_Work to complete_.
No record may be omitted; give all of them again exactly.

+ + + + +

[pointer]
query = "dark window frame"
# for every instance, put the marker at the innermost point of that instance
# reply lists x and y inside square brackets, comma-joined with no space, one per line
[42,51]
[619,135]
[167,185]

+ + + + +

_Written solution_.
[pointer]
query = "dark window frame"
# for every instance, put the marker at the innermost point of that instance
# reply lists x and y inside square brackets, comma-joined with no space, one per line
[42,51]
[619,135]
[167,185]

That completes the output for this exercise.